#### Extrait choisi:
---

L’annonce du décès brutal du Professeur Thierry Frébourg, le samedi 13 mars, nous a littéralement sidérés et plongés dans une grande tristesse.

Thierry Frébourg avait fondé à Rouen le service de génétique en 1996, au moment de la création du DES de génétique. Grâce à sa ténacité, il avait réussi à regrouper les différentes composantes de ce service : consultations de génétique médicale, laboratoire de génétique moléculaire et laboratoire de cytogénétique.

En parallèle, il avait créé un petit groupe de recherche qui allait devenir l’unité INSERM U 1245 consacrée à la génomique et à la médecine personnalisée dans le cancer et les affections neurologiques, avec quatre orientations : les formes héréditaires de cancer, la génomique des lymphomes et des tumeurs solides et le développement de marqueurs personnalisés du cancer, la génétique de la maladie d’Alzheimer et des démences, les bases épigénétiques du développement cérébral. Fin 2014, son projet de « Centre de génomique et de médecine personnalisée » avait été labellisé par L’Alliance nationale pour les sciences de la vie et de la santé, organisation qui oriente et coordonne la recherche médicale en France.

Il avait acquis une renommée internationale dans le syndrome de Li-Fraumeni, syndrome de prédisposition à de multiples cancers, ainsi que pour ses contributions scientifiques majeures.

Au-delà de ce parcours professionnel exemplaire, il nous revient de parler de cet homme d’exception qui a marqué beaucoup d’entre vous, alors étudiants de PACES, et qui en a marqué d’autres lors de sa participation aux Journées Médicales Havraises de 2011.

Quiconque l’avait rencontré ne pouvait être insensible à sa grande intelligence, une intelligence doublée d’un esprit curieux et  tournée vers la transmission de son savoir. Son sens pédagogique  et son impressionnante éloquence lui permettait d’enseigner avec beaucoup d’aisance et précisément des notions compliquées.

---

#### Données fournies:
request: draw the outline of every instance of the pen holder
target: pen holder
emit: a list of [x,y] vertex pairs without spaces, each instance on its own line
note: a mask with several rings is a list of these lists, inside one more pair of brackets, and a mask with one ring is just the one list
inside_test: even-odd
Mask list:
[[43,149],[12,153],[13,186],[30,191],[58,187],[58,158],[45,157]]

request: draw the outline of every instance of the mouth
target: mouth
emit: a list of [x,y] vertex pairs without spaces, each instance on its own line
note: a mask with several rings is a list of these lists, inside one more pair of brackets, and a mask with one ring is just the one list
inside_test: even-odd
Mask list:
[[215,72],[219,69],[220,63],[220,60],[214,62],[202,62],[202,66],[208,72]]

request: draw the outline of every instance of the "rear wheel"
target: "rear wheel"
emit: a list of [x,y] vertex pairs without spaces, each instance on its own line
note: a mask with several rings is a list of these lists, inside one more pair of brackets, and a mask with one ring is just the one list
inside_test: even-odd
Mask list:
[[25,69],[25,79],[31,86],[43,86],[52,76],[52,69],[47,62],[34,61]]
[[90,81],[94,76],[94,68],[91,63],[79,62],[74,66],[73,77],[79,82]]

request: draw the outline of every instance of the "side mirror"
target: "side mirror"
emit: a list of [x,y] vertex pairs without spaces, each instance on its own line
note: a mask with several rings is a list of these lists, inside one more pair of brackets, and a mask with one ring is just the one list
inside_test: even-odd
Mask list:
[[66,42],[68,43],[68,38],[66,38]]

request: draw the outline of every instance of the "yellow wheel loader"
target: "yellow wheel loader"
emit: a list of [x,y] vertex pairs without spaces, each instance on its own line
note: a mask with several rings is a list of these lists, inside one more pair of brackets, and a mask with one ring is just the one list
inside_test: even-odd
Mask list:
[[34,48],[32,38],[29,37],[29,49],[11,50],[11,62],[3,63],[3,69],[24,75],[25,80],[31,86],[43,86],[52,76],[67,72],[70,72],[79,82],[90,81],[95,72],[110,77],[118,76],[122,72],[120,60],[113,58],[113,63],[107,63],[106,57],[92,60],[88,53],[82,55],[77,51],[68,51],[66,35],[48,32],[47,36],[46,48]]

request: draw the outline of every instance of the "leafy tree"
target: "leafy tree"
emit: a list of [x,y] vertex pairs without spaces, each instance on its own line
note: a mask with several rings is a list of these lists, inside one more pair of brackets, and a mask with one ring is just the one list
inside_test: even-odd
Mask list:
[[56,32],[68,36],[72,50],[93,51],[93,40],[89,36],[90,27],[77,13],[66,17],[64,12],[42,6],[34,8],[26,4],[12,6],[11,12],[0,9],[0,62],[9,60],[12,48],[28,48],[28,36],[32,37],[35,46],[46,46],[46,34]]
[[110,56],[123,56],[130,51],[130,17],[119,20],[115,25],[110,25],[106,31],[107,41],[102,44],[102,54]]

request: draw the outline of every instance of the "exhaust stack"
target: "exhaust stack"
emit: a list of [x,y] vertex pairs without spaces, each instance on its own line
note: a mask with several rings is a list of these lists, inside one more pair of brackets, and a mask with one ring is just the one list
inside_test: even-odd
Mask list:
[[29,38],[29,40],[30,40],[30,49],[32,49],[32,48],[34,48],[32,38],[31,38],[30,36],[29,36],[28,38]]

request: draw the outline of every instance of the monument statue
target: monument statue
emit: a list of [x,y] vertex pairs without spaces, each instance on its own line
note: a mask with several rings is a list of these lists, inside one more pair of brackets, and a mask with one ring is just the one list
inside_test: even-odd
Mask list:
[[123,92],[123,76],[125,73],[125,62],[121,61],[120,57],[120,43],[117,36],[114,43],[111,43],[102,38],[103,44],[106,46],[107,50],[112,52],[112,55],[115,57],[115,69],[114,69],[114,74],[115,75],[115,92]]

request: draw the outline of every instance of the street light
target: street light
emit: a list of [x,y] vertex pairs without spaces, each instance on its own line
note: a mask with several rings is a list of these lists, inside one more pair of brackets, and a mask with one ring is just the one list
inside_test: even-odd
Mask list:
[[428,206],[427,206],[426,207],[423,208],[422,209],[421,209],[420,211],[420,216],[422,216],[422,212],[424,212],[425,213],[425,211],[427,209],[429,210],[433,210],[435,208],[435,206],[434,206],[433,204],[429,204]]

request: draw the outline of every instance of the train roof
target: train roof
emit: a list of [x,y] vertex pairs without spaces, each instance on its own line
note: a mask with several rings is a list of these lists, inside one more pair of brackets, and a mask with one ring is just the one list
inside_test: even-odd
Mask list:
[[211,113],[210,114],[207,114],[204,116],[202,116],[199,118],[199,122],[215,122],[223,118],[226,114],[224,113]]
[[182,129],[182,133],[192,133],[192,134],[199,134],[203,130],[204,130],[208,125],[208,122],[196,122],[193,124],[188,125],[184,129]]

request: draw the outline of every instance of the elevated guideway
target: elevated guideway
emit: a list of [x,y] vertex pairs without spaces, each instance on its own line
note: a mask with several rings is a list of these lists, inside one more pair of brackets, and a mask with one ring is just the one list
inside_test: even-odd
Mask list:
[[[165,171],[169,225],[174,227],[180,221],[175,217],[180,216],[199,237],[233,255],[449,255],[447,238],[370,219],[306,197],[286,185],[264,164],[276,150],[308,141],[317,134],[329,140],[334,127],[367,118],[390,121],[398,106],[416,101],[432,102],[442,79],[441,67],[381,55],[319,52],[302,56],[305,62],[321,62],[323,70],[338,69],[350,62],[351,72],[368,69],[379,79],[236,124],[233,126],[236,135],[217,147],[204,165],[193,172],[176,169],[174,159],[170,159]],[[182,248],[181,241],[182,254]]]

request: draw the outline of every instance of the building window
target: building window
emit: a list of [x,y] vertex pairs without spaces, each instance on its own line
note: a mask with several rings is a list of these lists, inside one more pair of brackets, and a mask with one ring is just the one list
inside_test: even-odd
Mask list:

---

#### Vos tâches:
(1) D'après l'extrait sur Thierry Frébourg, en quelle année a-t-il fondé le service de génétique de Rouen ?
(2) Recopiez l'extrait sur Thierry Frébourg depuis « Au-delà de ce » jusqu'à « des notions compliquées. ».

#### Solutions:
(1) En 1996.

(2)
Au-delà de ce parcours professionnel exemplaire, il nous revient de parler de cet homme d’exception qui a marqué beaucoup d’entre vous, alors étudiants de PACES, et qui en a marqué d’autres lors de sa participation aux Journées Médicales Havraises de 2011.

Quiconque l’avait rencontré ne pouvait être insensible à sa grande intelligence, une intelligence doublée d’un esprit curieux et  tournée vers la transmission de son savoir. Son sens pédagogique  et son impressionnante éloquence lui permettait d’enseigner avec beaucoup d’aisance et précisément des notions compliquées.